Task to complete: Change "put down a point" to "place a marker" throughout all the entries below and write them out again with nothing else altered. Leave the pictures out of your answer.

(Point annotation dataset entries)
——————
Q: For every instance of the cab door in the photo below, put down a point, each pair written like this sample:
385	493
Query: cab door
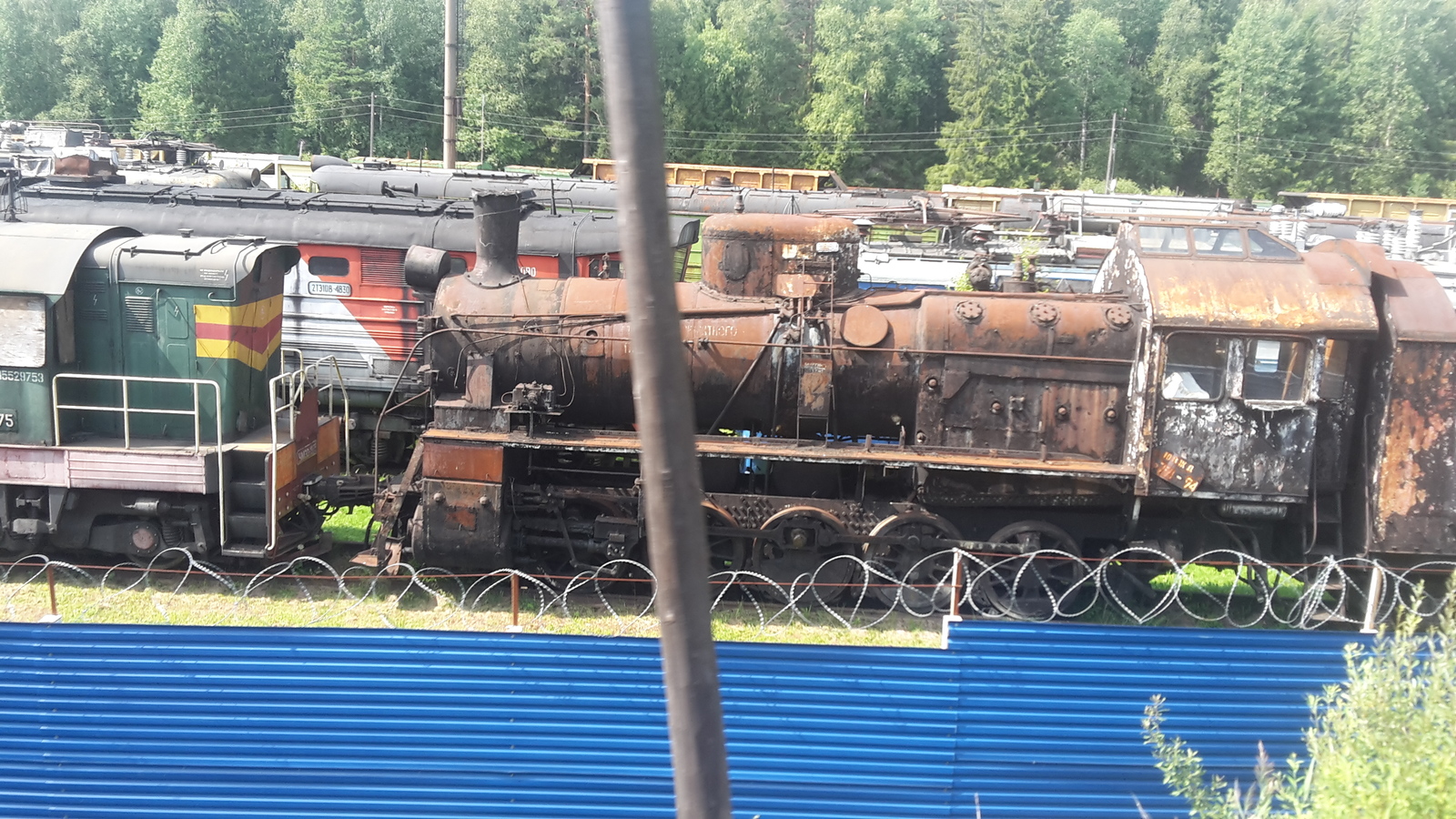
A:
1235	417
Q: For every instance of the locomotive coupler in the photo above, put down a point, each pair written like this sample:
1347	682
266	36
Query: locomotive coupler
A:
339	491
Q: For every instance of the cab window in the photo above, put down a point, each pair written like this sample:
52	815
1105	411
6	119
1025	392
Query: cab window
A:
1266	247
1157	239
1274	369
1193	369
24	339
1218	242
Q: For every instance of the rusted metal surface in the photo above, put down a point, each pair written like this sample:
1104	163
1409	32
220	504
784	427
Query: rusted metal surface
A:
865	325
462	462
793	450
1274	295
1412	477
746	254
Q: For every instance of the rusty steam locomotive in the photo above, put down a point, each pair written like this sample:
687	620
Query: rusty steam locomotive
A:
1219	389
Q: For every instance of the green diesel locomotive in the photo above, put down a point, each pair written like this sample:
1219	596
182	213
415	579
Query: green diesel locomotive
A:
145	410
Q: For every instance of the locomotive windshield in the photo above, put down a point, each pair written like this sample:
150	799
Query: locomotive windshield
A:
1274	369
1218	242
1213	242
1194	369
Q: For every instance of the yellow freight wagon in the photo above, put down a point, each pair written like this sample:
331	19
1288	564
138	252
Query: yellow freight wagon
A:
1378	207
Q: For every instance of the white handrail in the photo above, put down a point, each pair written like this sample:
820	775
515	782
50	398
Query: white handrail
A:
126	420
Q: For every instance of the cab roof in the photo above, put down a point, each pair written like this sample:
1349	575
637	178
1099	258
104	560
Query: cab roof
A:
1238	278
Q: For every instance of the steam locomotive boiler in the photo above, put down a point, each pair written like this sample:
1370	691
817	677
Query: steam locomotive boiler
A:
1218	390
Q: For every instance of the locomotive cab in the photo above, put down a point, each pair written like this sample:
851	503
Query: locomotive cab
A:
147	409
1254	375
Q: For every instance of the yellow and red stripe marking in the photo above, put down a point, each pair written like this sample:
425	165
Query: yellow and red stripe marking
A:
249	332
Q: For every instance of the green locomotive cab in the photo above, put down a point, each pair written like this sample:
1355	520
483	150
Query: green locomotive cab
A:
143	404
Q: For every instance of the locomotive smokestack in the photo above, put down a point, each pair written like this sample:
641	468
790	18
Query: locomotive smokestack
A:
497	238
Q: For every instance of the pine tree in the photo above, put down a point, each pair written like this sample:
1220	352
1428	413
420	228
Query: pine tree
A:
740	76
1183	69
877	69
536	65
33	77
332	73
1002	92
1397	96
410	46
106	58
1097	76
218	75
1257	101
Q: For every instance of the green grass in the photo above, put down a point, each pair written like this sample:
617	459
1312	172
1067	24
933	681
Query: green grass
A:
349	525
290	602
1219	581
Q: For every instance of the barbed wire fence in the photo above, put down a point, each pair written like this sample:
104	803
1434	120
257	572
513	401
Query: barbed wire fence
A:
1136	584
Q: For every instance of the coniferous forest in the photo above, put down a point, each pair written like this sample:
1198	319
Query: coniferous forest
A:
1212	96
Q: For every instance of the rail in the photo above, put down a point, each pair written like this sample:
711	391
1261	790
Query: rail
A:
291	385
127	410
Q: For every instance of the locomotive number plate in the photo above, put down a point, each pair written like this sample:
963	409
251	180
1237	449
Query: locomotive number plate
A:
1178	471
329	288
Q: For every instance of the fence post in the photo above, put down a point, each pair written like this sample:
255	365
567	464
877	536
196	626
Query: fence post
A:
1373	599
50	581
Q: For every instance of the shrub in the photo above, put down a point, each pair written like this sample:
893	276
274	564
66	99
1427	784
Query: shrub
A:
1382	743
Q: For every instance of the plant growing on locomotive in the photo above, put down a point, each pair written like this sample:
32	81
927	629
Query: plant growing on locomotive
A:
140	376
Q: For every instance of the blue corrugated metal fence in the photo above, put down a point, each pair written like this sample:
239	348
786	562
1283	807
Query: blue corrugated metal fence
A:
175	722
1050	716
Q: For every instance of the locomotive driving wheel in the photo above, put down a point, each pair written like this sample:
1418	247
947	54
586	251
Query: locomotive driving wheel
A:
926	573
725	552
1034	583
797	548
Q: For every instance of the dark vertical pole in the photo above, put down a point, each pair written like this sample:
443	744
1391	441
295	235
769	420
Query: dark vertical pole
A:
676	532
451	72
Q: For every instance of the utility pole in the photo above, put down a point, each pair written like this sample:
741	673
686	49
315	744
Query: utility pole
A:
673	494
451	109
586	86
1111	157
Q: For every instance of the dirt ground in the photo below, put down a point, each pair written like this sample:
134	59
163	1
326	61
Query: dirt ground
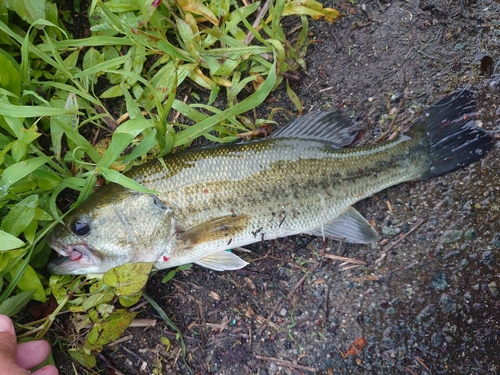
——————
Expected answer:
Q: For every instance of the cab door in the photo below, place a marker, each pair written like this sample:
385	493
Query: cab door
A:
1235	417
Q: For every instance of the locomotive coupler in the photo above, place a marker, each pair written like this sample:
1347	682
266	36
Query: locomotive coupler
A:
339	491
Q: For every instance of the cab window in the photo above, place a marker, each pair written like this sample:
52	815
1105	411
6	119
1025	392
Query: cab window
A:
1266	247
1157	239
1274	369
1193	369
24	339
1218	242
Q: For every instance of the rusted metal surface in the photo above, place a marker, each pair written like this sample:
1104	163
1409	32
220	504
784	427
Query: rusted metal surface
A:
865	325
462	462
793	450
1274	295
1412	477
746	254
Q: For every instance of the rusty steam locomotive in the photo above, place a marker, each pair written like this sample:
687	620
Query: rusty steam locomotive
A:
1219	389
Q: For every instance of the green diesel locomotive in the photo above, place a marker, each pair written like this sample:
1219	596
182	213
415	579
Query: green diesel locomotive
A:
145	410
Q: For every instance of the locomotive windshield in the photo above, place a marker, each pair written like this sample:
150	799
Query: locomotive windshield
A:
1274	369
1218	242
1213	242
1194	369
Q: For every instance of the yellow freight wagon in the photo above, place a marker, each pair written like this sample:
331	19
1288	564
138	252
Query: yellow freight wagon
A:
1378	207
Q: For every instance of the white handrail in the photo above, place a marker, each pair written like this sample:
820	775
515	782
50	398
Query: white handrail
A:
126	420
Q: For every instance of the cab roof in the photo above, place a marker, each pair written like this sample:
1349	575
637	178
1099	258
104	560
Query: cab roof
A:
1238	278
Q: For every instance of the steam locomotive boiler in the photo above, place a marker, each pair written like this sample:
1370	691
817	677
Query: steam locomotive boiler
A:
1218	390
Q: For every instance of the locomotive cab in the photo above, place a marker, each pair written like this sample:
851	503
Query: locomotive cab
A:
147	409
1254	375
Q: For every instance of the yellow and red stripe marking in the photo above, place a marker, each pair written like this sample:
425	165
Query: yellow and red stripe marking
A:
249	332
Q: For every instance of the green locomotive cab in the photo above, place a marker, each pair written like this sample:
1355	520
483	150
Query: green locomotive cab
A:
143	404
Q: For every instance of the locomotive smokestack in the photo above, place a marker, each pair written like this sample:
641	468
790	18
Query: locomotive smokestack
A:
497	238
Q: For every instance of the pine tree in the photo above, place a marker, each pair written like this sample:
1220	352
1428	413
420	228
Query: pine tree
A:
740	76
1183	69
877	69
536	65
33	77
332	73
1002	92
1397	96
410	46
106	58
1097	76
218	75
1257	101
Q: For every instance of the green grass in the photo above, place a marker, each pair written like this sample:
617	459
1312	172
1067	24
933	681
Query: green grass
A:
349	525
290	602
1219	581
Q: For every instance of the barbed wire fence in the photo above, place a marker, each pair written like this sample:
104	803
1434	120
257	572
513	401
Query: barbed wire fence
A:
1136	584
Q: For every instance of the coniferous forest in the photo above, place a marker, each pair written like this sample:
1198	319
Query: coniferous forest
A:
1212	96
Q: For every instance of the rail in the photo above, place a marker, each pair written like this sample:
711	391
1261	790
Query: rail
A:
291	385
127	410
Q: For every instance of the locomotive number plate in the photo above, place a marker, each pair written like this sample:
963	409
251	180
1237	449
Query: locomotive number plate
A:
1178	471
329	288
Q: For every instance of the fence post in the photo above, place a marker, each pair written like this sample:
255	365
567	464
877	536
196	626
Query: fence post
A:
1373	599
50	581
Q: For every instance of the shrub in the photo above, place a marker, each pair written like this sample:
893	276
274	564
66	99
1427	784
Query: shrub
A:
1382	743
Q: For every instance of the plant growing on locomotive in the photo above, place a marker, each pair written like this sample:
32	81
927	629
Query: plant growing on locomotive
A:
140	376
Q: For every instance of the blue corrugated metal fence in the photo above, place a marker, each pair written like this sample:
239	348
786	562
1283	807
Query: blue corrugated metal fence
A:
175	722
1050	716
Q: For every instance of the locomotive driving wheel in the photo above, place a marker, each pair written like this sample:
1418	247
947	54
586	251
Query: locomotive driving wheel
A:
926	573
725	552
1034	583
797	548
Q: For every instance of the dark vertical pole in the photo above, place a marker, each pair written like this sample:
443	744
1391	441
295	235
769	420
Query: dark vertical pole
A:
676	532
451	72
Q: For every instance of the utility pole in the photo above, place a marker, each pair written like this sample:
741	673
686	49
315	744
Query: utility pole
A:
673	494
451	109
586	86
1111	157
Q: For every instance of the dirt ground in the photo below, place a marker, each pair written like this sample:
134	59
163	1
326	61
Query: dirt ground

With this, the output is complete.